[Natural-language object grounding data]
--- START ---
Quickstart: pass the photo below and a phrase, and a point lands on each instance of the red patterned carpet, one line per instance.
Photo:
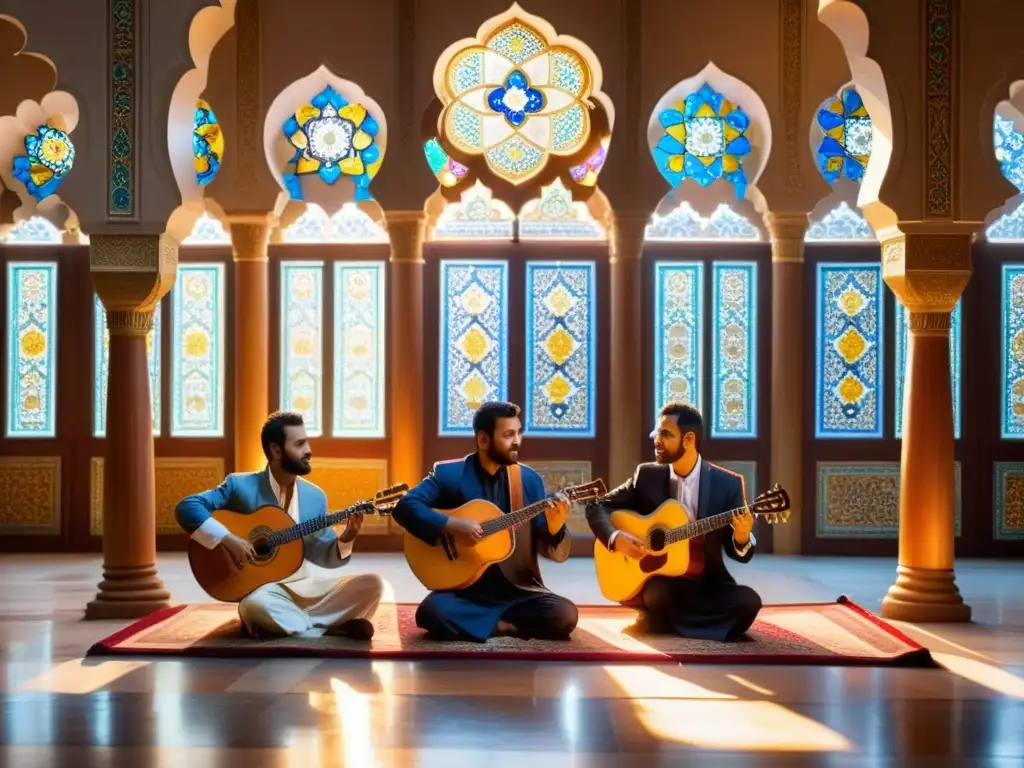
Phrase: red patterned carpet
(840, 633)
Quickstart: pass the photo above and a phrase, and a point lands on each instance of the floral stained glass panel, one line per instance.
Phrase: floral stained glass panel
(678, 345)
(359, 343)
(473, 340)
(561, 355)
(848, 351)
(101, 361)
(1013, 352)
(902, 335)
(32, 303)
(734, 371)
(302, 342)
(198, 351)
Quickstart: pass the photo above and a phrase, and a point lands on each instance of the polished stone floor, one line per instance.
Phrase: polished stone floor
(60, 710)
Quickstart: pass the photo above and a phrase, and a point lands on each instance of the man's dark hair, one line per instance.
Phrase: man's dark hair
(486, 416)
(687, 418)
(273, 429)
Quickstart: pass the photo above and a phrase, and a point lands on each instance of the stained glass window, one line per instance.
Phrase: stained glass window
(473, 340)
(302, 342)
(198, 340)
(902, 333)
(678, 342)
(734, 347)
(846, 144)
(841, 224)
(561, 333)
(208, 143)
(32, 342)
(332, 138)
(34, 230)
(848, 350)
(685, 223)
(476, 216)
(555, 216)
(359, 344)
(100, 363)
(705, 140)
(515, 101)
(1013, 352)
(49, 156)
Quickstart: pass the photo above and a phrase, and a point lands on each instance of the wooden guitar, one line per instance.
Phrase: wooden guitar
(278, 541)
(451, 564)
(674, 545)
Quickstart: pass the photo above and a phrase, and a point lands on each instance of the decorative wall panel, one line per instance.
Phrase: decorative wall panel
(734, 349)
(359, 346)
(30, 495)
(473, 347)
(561, 349)
(848, 351)
(861, 501)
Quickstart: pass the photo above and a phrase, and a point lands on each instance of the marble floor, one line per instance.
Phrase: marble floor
(61, 710)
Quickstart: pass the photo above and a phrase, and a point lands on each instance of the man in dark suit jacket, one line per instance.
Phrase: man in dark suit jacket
(712, 606)
(510, 598)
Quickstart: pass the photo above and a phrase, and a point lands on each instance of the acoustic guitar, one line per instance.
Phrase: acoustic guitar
(451, 564)
(278, 542)
(674, 545)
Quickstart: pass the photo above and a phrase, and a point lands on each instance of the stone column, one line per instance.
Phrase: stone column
--- END ---
What you are asked to do
Your answer should hold exactly the lines from the one containing "column, one line per instance." through the end of the entries above, and nothing else.

The answer
Quickstart: pass the photo above and a phrase, and a point lands on each instance of the stone column, one line per instance.
Phrase: stone column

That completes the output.